Written instruction | Reproduce every one of the entries below word for word, from the first through the last, with no changes.

Pointing records:
⟨

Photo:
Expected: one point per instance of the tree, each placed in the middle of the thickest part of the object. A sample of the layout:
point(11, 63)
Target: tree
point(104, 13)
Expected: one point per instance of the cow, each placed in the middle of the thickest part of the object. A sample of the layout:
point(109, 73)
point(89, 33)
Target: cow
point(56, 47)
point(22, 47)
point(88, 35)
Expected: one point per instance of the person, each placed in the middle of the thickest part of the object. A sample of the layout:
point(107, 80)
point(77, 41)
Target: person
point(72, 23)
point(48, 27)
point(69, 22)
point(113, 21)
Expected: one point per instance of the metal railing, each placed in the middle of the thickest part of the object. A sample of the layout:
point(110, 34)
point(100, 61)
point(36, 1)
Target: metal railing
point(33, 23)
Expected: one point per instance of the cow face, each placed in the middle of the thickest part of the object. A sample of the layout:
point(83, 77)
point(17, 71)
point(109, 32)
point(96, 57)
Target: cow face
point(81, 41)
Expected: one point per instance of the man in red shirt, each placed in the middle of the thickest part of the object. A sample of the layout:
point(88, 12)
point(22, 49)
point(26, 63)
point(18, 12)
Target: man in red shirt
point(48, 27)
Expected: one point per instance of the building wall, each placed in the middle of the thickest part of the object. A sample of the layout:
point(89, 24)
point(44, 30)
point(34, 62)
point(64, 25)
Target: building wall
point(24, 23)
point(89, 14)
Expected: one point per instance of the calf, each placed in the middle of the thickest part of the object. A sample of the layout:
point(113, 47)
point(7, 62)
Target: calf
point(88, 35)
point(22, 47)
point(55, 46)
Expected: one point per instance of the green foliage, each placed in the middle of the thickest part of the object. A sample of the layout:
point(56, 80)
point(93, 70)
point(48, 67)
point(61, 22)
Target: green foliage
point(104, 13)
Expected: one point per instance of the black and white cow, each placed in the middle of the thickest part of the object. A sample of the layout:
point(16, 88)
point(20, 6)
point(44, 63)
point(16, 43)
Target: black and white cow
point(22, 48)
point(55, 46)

⟩

Answer to the problem |
Photo:
Expected: one point per instance of the tree, each placed in the middle of the thickest part of the object. A sample of the layout:
point(11, 63)
Target: tree
point(104, 13)
Expected: one point per instance of the cow, each placed in the middle of the thickest part of the object. A sample of the layout:
point(109, 73)
point(89, 33)
Target: cow
point(56, 47)
point(22, 47)
point(88, 35)
Expected: one point per instance of the person, each placed in the middle of the thickest part of the object. A sample of the layout:
point(107, 80)
point(77, 41)
Target: person
point(72, 23)
point(48, 27)
point(69, 22)
point(113, 21)
Expected: one point per instance of the metal railing, each placed in the middle of the thickest part of the object. A sample of the layout:
point(110, 34)
point(100, 61)
point(36, 1)
Target: metal railing
point(33, 23)
Expected: one point per instance of the cow face, each placed in the middle of the thickest part of the object. A sample of the layout:
point(83, 77)
point(17, 71)
point(109, 32)
point(96, 57)
Target: cow face
point(81, 41)
Expected: one point per instance of the man in red shirt, each placed in the middle of the thickest part of the object. A sample of the layout:
point(88, 12)
point(22, 49)
point(26, 63)
point(18, 12)
Target: man in red shirt
point(48, 27)
Expected: one point per instance of the building wall, each placed in the middle of the thickest part of the object. A sample of the layout:
point(89, 24)
point(44, 30)
point(34, 62)
point(64, 25)
Target: building wall
point(24, 23)
point(89, 14)
Expected: one point per instance of the calf, each placed in the middle of the thickest part of the object. A sample of the layout:
point(113, 47)
point(7, 62)
Target: calf
point(88, 35)
point(22, 47)
point(55, 46)
Expected: one point per instance of the green foliage, each placed in the middle of the thickest part of the object. A sample of the layout:
point(56, 80)
point(93, 70)
point(48, 67)
point(61, 22)
Target: green foliage
point(104, 13)
Expected: one point per instance of the black and white cow, each placed in the middle of the thickest part of the object. A sample of the layout:
point(16, 88)
point(20, 6)
point(44, 63)
point(16, 43)
Target: black and white cow
point(22, 48)
point(55, 46)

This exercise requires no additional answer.